§ **What to work on**
Only the lines from the one containing "Check that every instance of the chocolate" through the end of the entries should be repeated, exactly as they appear, first and last included.

***

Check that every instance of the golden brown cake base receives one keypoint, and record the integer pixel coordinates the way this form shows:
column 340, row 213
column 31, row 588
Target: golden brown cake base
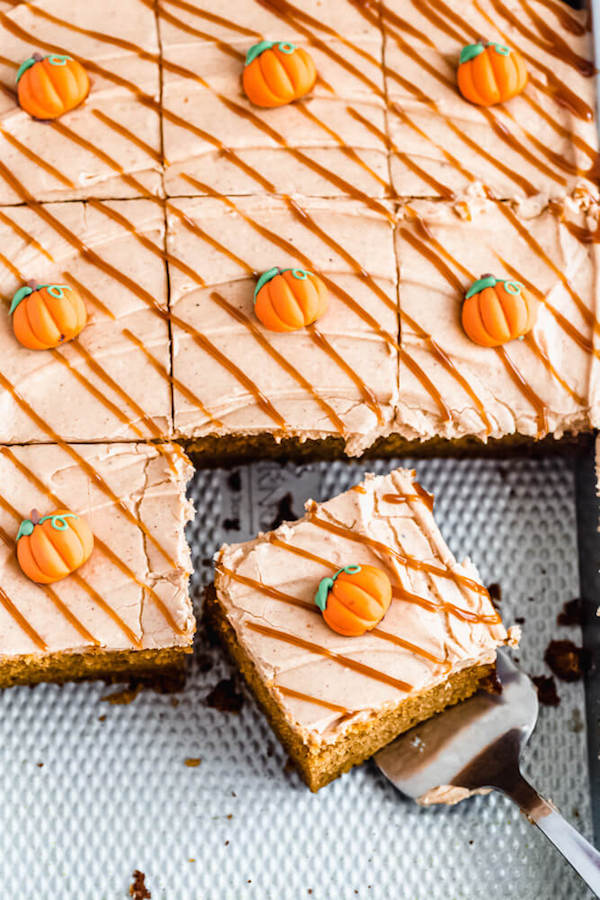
column 109, row 665
column 234, row 449
column 318, row 765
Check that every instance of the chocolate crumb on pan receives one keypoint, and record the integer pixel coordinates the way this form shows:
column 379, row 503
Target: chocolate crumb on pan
column 565, row 660
column 225, row 697
column 546, row 688
column 571, row 612
column 138, row 889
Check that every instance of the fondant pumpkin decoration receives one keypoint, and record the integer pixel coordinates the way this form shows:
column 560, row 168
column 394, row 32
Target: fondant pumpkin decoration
column 490, row 73
column 289, row 299
column 355, row 600
column 277, row 73
column 51, row 547
column 47, row 315
column 497, row 311
column 49, row 86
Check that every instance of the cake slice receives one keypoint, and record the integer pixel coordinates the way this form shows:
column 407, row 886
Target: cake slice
column 110, row 145
column 126, row 610
column 334, row 700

***

§ **Exercise result**
Check that every instance of the chocolate crumb on pan receives one keypoint, and record the integer pixel coordinates the way this form shows:
column 379, row 503
Target: chocolate crumb on pan
column 565, row 660
column 225, row 697
column 546, row 688
column 571, row 612
column 138, row 889
Check that every instance of the fondant pumpkin decoration receives one keypoint, and record the integer pixel coordinates the way this form shows:
column 560, row 168
column 394, row 32
Target: fondant pumpkin decoration
column 490, row 73
column 289, row 299
column 355, row 600
column 277, row 73
column 51, row 547
column 47, row 315
column 497, row 311
column 49, row 86
Check that every instance of the cake slice receives one keypoint, and record the integer pixel coordinates the way this form shows:
column 407, row 886
Target: cake slice
column 110, row 145
column 126, row 610
column 334, row 700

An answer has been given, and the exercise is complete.